▶ **Aim**:
Recast every line of the entries below as a Markdown table with two columns, Row and Line. Number each row and leave out blank lines.

----------

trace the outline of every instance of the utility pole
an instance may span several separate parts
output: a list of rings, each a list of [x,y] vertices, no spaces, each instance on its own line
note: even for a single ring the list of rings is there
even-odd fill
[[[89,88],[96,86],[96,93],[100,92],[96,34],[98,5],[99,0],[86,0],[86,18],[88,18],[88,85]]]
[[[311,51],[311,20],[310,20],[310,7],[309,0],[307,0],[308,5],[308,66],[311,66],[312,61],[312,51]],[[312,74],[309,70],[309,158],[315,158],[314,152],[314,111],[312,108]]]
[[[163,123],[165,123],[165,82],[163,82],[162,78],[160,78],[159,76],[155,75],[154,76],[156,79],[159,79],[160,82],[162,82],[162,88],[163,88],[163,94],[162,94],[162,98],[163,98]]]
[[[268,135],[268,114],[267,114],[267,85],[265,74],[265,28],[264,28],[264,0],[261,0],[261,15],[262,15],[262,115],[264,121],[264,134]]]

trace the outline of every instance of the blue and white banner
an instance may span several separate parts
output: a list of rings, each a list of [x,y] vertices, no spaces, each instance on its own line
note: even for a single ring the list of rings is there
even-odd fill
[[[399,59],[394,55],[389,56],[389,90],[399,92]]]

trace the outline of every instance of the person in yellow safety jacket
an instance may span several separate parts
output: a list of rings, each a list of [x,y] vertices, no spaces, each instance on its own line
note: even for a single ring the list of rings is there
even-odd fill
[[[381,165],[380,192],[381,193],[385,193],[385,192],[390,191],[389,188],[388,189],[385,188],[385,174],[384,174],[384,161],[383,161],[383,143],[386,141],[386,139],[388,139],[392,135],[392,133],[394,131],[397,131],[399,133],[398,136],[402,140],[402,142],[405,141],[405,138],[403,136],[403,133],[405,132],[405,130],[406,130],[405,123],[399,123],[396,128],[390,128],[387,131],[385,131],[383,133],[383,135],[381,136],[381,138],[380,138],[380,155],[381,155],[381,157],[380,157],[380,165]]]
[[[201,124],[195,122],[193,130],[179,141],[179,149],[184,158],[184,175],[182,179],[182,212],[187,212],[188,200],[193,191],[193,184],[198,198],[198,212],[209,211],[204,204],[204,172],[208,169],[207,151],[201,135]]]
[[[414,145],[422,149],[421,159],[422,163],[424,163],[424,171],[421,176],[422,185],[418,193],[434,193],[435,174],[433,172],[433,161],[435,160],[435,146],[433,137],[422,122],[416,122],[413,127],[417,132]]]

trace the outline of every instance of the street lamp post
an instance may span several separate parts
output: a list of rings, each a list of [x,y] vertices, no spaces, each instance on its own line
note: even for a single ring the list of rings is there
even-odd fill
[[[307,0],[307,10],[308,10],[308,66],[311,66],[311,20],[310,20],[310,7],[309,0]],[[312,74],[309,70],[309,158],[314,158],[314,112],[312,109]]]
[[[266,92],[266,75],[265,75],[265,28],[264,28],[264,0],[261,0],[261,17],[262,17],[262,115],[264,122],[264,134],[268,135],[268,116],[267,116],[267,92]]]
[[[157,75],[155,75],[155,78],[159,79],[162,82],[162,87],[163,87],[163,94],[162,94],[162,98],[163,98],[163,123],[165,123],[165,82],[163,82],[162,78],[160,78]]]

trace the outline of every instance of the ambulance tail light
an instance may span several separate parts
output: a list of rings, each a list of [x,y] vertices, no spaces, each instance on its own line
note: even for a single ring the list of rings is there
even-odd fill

----------

▶ **Answer for the task**:
| Row | Line |
|---|---|
| 1 | trace the outline of every instance of the utility pole |
| 2 | an instance may span several separate parts |
| 3 | output: a list of rings, each a list of [x,y] vertices, no spaces, each instance on its own line |
| 4 | note: even for a single ring the list of rings is there |
| 5 | even-odd fill |
| 6 | [[[89,88],[96,86],[96,93],[100,92],[96,34],[98,5],[99,0],[86,0],[86,18],[88,18],[88,85]]] |
| 7 | [[[311,51],[311,20],[310,20],[310,7],[309,0],[307,0],[308,5],[308,66],[311,66],[312,61],[312,51]],[[312,74],[309,70],[309,158],[315,158],[314,152],[314,111],[312,108]]] |
| 8 | [[[163,123],[165,123],[165,82],[163,82],[162,78],[160,78],[159,76],[155,75],[154,76],[156,79],[159,79],[160,82],[162,82],[162,88],[163,88],[163,94],[162,94],[162,98],[163,98]]] |
| 9 | [[[268,135],[268,114],[267,114],[267,85],[265,74],[265,28],[264,28],[264,0],[261,0],[261,15],[262,15],[262,115],[264,121],[264,134]]] |
| 10 | trace the outline of every instance of the blue and white banner |
| 11 | an instance may span several separate parts |
| 12 | output: a list of rings, each a list of [x,y] vertices, no spaces, each instance on its own line |
| 13 | note: even for a single ring the list of rings is there |
| 14 | even-odd fill |
| 15 | [[[399,59],[394,55],[389,56],[389,90],[399,92]]] |
| 16 | trace the outline of every instance of the person in yellow safety jacket |
| 17 | an instance may span several separate parts |
| 18 | output: a list of rings, each a list of [x,y] vertices, no spaces, each instance on its own line |
| 19 | note: even for a single ring the list of rings is there |
| 20 | even-odd fill |
| 21 | [[[381,165],[380,192],[381,193],[385,193],[385,192],[390,191],[389,188],[388,189],[385,188],[385,174],[384,174],[384,161],[383,161],[383,143],[386,141],[386,139],[388,139],[392,135],[392,133],[394,131],[397,131],[399,133],[398,136],[402,140],[402,142],[405,141],[405,138],[403,136],[403,133],[405,132],[405,130],[406,130],[405,123],[399,123],[396,128],[390,128],[387,131],[385,131],[383,133],[383,135],[381,136],[381,138],[380,138],[380,155],[381,155],[381,157],[380,157],[380,165]]] |
| 22 | [[[201,124],[195,122],[193,130],[179,141],[179,149],[184,158],[184,175],[182,179],[182,212],[187,212],[188,200],[193,191],[193,184],[198,198],[198,212],[209,211],[204,204],[204,172],[208,169],[207,151],[201,135]]] |
| 23 | [[[414,145],[422,149],[421,159],[422,163],[424,163],[424,171],[421,176],[422,185],[418,193],[434,193],[435,174],[433,172],[433,161],[435,160],[435,146],[433,137],[422,122],[416,122],[413,127],[417,132]]] |
| 24 | trace the outline of every instance of the street lamp post |
| 25 | an instance may span several separate parts |
| 26 | output: a list of rings, each a list of [x,y] vertices, no spaces, each instance on its own line |
| 27 | note: even for a single ring the list of rings is there |
| 28 | even-odd fill |
| 29 | [[[307,0],[307,10],[308,10],[308,66],[311,66],[311,20],[310,20],[310,7],[309,0]],[[312,74],[309,70],[309,158],[314,158],[314,112],[312,109]]] |
| 30 | [[[266,92],[266,75],[265,75],[265,28],[264,28],[264,0],[261,0],[261,17],[262,17],[262,115],[264,122],[264,134],[268,135],[268,116],[267,116],[267,92]]] |
| 31 | [[[157,75],[155,75],[155,78],[159,79],[162,82],[162,87],[163,87],[163,94],[162,94],[162,98],[163,98],[163,123],[165,123],[165,82],[163,82],[162,78],[160,78]]] |
| 32 | trace the outline of every instance of the ambulance tail light |
| 33 | an instance may span several separate parts |
| 34 | output: a list of rings, each a list of [x,y] vertices, no spaces, each instance on its own line |
| 35 | note: even for a single ring the list of rings is there |
| 36 | even-odd fill |